▶ [YOUR OBJECTIVE]: Reproduce each line below without any alteration.

▶ [SUPPLIED DATA]:
···

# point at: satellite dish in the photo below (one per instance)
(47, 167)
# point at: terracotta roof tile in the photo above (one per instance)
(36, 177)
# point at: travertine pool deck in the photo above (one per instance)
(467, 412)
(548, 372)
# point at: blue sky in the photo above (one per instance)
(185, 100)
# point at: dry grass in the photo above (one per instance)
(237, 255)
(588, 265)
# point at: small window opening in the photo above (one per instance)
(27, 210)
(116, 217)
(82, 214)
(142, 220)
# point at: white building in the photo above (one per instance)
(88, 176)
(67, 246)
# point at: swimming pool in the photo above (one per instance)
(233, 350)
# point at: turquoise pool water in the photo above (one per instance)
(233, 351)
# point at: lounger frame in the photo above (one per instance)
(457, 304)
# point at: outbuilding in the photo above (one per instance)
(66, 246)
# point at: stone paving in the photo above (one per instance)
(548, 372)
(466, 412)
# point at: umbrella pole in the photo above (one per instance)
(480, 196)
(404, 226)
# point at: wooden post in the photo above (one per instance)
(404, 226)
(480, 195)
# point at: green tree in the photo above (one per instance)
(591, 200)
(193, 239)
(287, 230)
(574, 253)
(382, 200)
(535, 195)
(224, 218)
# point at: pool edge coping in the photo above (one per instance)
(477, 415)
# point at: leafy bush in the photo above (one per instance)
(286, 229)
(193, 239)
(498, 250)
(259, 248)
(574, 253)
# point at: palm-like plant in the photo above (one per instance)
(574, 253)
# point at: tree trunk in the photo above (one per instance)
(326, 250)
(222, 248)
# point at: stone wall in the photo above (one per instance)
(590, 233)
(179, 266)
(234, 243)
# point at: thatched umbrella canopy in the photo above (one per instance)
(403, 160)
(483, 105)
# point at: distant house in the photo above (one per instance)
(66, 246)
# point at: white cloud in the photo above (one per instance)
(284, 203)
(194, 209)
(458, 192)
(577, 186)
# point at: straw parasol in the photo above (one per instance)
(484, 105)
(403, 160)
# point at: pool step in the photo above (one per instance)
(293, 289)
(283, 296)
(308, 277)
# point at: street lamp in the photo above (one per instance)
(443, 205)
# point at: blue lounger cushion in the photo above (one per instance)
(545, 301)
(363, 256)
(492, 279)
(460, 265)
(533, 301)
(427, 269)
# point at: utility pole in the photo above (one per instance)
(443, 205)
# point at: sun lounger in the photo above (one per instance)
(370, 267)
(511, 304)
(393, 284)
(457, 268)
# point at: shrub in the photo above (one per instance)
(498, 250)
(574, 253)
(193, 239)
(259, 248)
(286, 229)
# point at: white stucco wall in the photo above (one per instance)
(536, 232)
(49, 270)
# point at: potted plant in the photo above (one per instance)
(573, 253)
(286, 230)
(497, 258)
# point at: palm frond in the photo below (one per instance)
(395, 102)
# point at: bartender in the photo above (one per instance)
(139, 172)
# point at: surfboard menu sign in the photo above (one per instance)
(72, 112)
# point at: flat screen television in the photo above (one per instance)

···

▶ [WRITTEN SOLUTION]:
# point at: satellite dish in the photo below (one per instance)
(47, 167)
# point at: terracotta roof tile in the photo above (one per instance)
(36, 177)
# point at: travertine pool deck in the photo above (one per instance)
(467, 412)
(548, 372)
# point at: blue sky in the photo above (one per instance)
(185, 100)
# point at: dry grass in the photo above (one per instance)
(237, 255)
(588, 265)
# point at: small window opening in the photo above (one per instance)
(27, 210)
(116, 217)
(82, 214)
(142, 220)
# point at: white building in the photo above (one per instance)
(88, 176)
(67, 246)
# point at: swimming pool in the photo above (one per instance)
(233, 350)
# point at: turquoise pool water in the photo above (one per instance)
(233, 351)
# point at: lounger frame in the photo above (one per instance)
(457, 304)
# point at: outbuilding in the photo above (one per instance)
(66, 246)
# point at: stone paving in the photo above (one per instance)
(548, 372)
(466, 412)
# point at: umbrella pole in the photo above (one per instance)
(480, 196)
(404, 226)
# point at: wooden post in the photo above (one per instance)
(404, 226)
(480, 195)
# point at: green tree in the photo above (one per instance)
(591, 200)
(193, 239)
(287, 230)
(574, 253)
(382, 200)
(535, 195)
(224, 218)
# point at: pool edge coping in the photo above (one per instance)
(477, 415)
# point at: leafy bush in the photo above (one per instance)
(286, 229)
(193, 239)
(498, 250)
(259, 248)
(574, 253)
# point at: palm-like plant in the photo above (one per instance)
(574, 253)
# point at: tree trunk in the photo above (one per instance)
(326, 250)
(222, 248)
# point at: stone wall in the photo above (one per instance)
(590, 233)
(179, 266)
(234, 243)
# point at: thatched umbrella canopy in the photo above (one per instance)
(403, 160)
(483, 105)
# point at: distant house in the photo above (one per instance)
(66, 246)
# point at: white cloud in the photo above (one per instance)
(284, 203)
(194, 209)
(458, 192)
(577, 186)
# point at: straw parasol in the photo above (one per instance)
(484, 105)
(403, 160)
# point at: pool step in the photo above (one per instance)
(293, 289)
(283, 296)
(308, 277)
# point at: street lamp in the photo above (one per instance)
(443, 205)
# point at: blue lounger cushion in the photo above (one per instance)
(545, 301)
(363, 256)
(492, 279)
(460, 265)
(533, 301)
(427, 269)
# point at: utility pole in the photo above (one per instance)
(443, 205)
# point at: sun lounger in the photo above (one per instance)
(370, 267)
(511, 304)
(393, 284)
(457, 268)
# point at: shrub in the photo above (one per instance)
(498, 250)
(574, 253)
(193, 239)
(259, 248)
(286, 229)
# point at: white stucco wall in the photo above (one per instance)
(536, 232)
(49, 270)
# point at: potted plant in the photo above (one per instance)
(573, 253)
(286, 230)
(497, 258)
# point at: palm frond in the photo below (one per instance)
(395, 102)
# point at: bartender in the photo above (one per instance)
(139, 172)
# point at: surfboard menu sign in the photo above (one per instance)
(72, 112)
# point at: flat screen television in the photo above (one per instance)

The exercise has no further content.